Forgetting to Floss Could Cause This 1 Fatal Disease!

By on May 24, 2014
Neglectful oral hygiene often puts you at a higher risk for gum disease, a common oral disease that can lead to tooth loss. Until recently, however, researchers didn’t know that gum disease also correlated with a higher risk of heart disease. Now according to new research, this isn’t simply a correlation.

Reporting their findings at the annual meeting of the American Society for Microbiology, researchers say that the same bacteria that causes gum disease also increases the risk of heart disease, one of the biggest killers of American men and women.

This news may explain why heart disease is on the rise, as gum disease affects nearly 50 percent of the U.S. population.

“We report evidence that introduction of oral bacteria into the bloodstream in mice increased risk factors for atherosclerotic heart disease,” says Irina M. Velsko, a graduate student of the University of Florida’s College of Medicine, who announced the data on Wednesday. “Our hope is that the American Heart Association will acknowledge causal links between oral disease and increased heart disease. That will change how physicians diagnose and treat heart disease patients.”

Problems to solve ::
A - Transcribe the gum disease article from "Reporting their findings" up to and including "the U.S. population.".
B - In the gum disease article, what share of the U.S. population is gum disease said to affect?
The data that follow come from a separate source.

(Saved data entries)
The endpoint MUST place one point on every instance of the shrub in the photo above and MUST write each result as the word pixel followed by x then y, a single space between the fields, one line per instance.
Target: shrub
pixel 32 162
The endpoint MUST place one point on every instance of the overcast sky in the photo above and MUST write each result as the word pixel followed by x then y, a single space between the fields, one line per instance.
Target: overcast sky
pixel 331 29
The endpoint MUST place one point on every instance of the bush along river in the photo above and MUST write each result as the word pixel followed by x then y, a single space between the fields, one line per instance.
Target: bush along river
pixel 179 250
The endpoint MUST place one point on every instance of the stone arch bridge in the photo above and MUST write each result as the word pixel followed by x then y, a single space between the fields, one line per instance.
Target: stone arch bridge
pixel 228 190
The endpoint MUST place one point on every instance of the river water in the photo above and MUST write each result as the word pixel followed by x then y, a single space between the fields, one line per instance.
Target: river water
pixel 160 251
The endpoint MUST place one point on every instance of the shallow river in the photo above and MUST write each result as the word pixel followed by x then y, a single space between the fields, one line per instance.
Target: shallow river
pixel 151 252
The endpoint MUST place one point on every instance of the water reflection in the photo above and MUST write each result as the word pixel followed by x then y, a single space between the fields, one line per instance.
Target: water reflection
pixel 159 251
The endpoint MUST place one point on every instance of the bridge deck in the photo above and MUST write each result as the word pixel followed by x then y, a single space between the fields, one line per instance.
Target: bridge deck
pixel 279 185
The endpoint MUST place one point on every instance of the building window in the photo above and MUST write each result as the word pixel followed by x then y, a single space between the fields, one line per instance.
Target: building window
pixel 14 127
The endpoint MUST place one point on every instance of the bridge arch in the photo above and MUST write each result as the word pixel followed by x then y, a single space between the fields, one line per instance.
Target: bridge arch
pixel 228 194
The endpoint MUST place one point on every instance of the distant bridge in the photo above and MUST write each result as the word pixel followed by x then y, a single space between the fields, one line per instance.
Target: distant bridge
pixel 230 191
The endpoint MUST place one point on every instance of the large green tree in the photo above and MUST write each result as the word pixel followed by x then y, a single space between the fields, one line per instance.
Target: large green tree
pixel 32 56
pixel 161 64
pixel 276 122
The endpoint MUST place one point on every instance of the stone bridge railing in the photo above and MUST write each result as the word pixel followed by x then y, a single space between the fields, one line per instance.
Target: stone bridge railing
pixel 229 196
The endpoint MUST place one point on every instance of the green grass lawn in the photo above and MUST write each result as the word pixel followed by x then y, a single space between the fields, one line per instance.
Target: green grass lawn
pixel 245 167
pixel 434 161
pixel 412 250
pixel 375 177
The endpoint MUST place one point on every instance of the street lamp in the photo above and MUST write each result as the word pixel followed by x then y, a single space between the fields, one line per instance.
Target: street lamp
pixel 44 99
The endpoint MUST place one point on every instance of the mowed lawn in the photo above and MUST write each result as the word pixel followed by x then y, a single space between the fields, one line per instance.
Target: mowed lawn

List of answers ::
A -
Reporting their findings at the annual meeting of the American Society for Microbiology, researchers say that the same bacteria that causes gum disease also increases the risk of heart disease, one of the biggest killers of American men and women.

This news may explain why heart disease is on the rise, as gum disease affects nearly 50 percent of the U.S. population.

B - Nearly 50 percent.